### To-do list
A) In the message about Volkswagen aircraft engines, which engines does the writer name as ones whose specs were posted on the AirVW Group? List each one named.
B) Reproduce everything in the message about Volkswagen aircraft engines from "As for the cam" down to "powered aircraft :-)".

[BEGIN Source excerpt]

In a message dated 3/20/2004 4:09:21 AM Pacific Standard Time, 
da...@alltel.net writes:

> I hope
> that Bob Hoover will chime in here, because he is the expert. 

------------------------------------------------------------------------------
-------------------

Dear Dan (and the Group),

I don't consider myself qualified on the Type IV.  When I happened to have 
one in the shop I'd drive up to Mark Stephens place for parts & advice (they 
had 
some valve seat problems.) I think it's the best aircooled Volkswagen ever 
built but I simply haven't worked on enough of them to speak with any 
authority. 


-----------------------------------------

As for the cam question in general, over on the AirVW Group (Yahoo) I've 
posted the specs for the A-series Continental, VW (1300 thru 1600; all the 
same), 
Ford 9N tractor (nearly identical to the Model A) and a few others for 
comparison purposes, along with some computerized dynamometer pulls.  For 
anyone 
interested in a whiff of reality, the data is there.  Alas, it does not agree 
with 
the horsepower-oriented Conventional Wisdoms on the nose of some many VW 
powered aircraft :-) 

As a point of interest, the power output of  flying Volkswagens built by 
myself and two other fellows, at different times and locations, unaware of each 
other until the advent of the Intenet, formed a neat cluster on the power curve 
despite different methods of measurement (although all were some form of 
torque meter). 

-----------------------------------------------------------------

For the type of flying I do, I've found the basic chugger to be the most 
reliable VW conversion.  (A 'chugger' is an engine that in which peak power and 
torque occur at an rpm most suitable for swinging a prop typically 69 to 72 
inches in diameter.)

[END Source excerpt]
[BEGIN Given information]

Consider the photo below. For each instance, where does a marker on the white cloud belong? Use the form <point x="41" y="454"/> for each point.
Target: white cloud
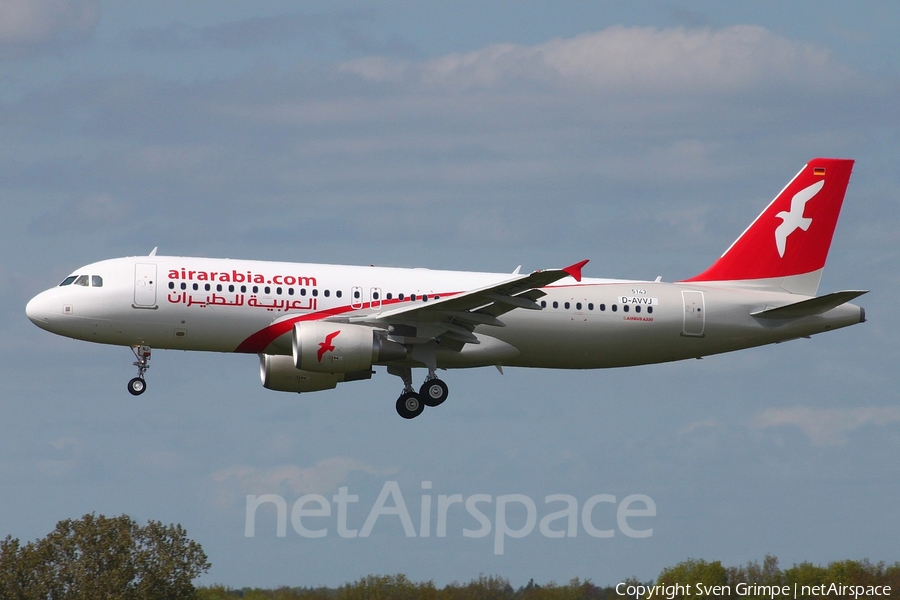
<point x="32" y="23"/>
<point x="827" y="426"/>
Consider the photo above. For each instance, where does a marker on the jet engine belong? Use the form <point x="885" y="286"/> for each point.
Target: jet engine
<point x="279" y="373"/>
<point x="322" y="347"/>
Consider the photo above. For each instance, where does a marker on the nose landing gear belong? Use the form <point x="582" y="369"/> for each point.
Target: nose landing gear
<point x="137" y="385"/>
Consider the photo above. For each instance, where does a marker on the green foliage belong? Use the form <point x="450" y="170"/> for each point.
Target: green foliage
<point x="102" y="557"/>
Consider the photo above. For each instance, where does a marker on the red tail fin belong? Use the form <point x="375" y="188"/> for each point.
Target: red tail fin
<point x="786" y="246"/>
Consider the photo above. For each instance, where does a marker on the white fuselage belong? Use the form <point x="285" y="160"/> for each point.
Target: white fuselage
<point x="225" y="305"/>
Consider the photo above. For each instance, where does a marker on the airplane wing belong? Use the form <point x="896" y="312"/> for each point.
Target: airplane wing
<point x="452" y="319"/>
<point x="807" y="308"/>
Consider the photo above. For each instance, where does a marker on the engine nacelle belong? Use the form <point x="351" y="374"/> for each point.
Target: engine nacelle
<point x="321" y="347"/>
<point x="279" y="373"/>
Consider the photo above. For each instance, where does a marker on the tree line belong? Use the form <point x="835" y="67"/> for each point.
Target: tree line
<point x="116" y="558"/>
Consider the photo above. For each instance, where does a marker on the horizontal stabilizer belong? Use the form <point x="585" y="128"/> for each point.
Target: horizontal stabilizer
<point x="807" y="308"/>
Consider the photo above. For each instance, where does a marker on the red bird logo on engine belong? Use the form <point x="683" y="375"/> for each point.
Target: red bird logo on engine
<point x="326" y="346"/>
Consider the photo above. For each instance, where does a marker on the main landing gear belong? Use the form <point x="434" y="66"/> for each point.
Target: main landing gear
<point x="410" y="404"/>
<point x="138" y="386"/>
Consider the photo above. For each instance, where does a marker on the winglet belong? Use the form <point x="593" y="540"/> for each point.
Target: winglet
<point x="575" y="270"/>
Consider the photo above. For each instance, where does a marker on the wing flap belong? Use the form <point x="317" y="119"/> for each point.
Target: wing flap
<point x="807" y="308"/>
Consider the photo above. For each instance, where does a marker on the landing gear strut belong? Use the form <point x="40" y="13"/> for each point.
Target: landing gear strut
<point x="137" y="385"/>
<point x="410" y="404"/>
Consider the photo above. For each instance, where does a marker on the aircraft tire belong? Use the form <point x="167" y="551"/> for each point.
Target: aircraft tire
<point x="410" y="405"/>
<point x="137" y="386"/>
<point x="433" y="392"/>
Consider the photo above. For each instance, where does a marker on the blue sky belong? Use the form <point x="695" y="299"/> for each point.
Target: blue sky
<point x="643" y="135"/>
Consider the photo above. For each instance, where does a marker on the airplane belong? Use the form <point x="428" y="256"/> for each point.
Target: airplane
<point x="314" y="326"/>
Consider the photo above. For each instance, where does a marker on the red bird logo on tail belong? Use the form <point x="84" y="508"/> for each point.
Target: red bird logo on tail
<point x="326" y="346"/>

[END Given information]

### Solutions to the tasks
A)
- A-series Continental
- VW (1300 thru 1600)
- Ford 9N tractor

B)
As for the cam question in general, over on the AirVW Group (Yahoo) I've 
posted the specs for the A-series Continental, VW (1300 thru 1600; all the 
same), 
Ford 9N tractor (nearly identical to the Model A) and a few others for 
comparison purposes, along with some computerized dynamometer pulls.  For 
anyone 
interested in a whiff of reality, the data is there.  Alas, it does not agree 
with 
the horsepower-oriented Conventional Wisdoms on the nose of some many VW 
powered aircraft :-)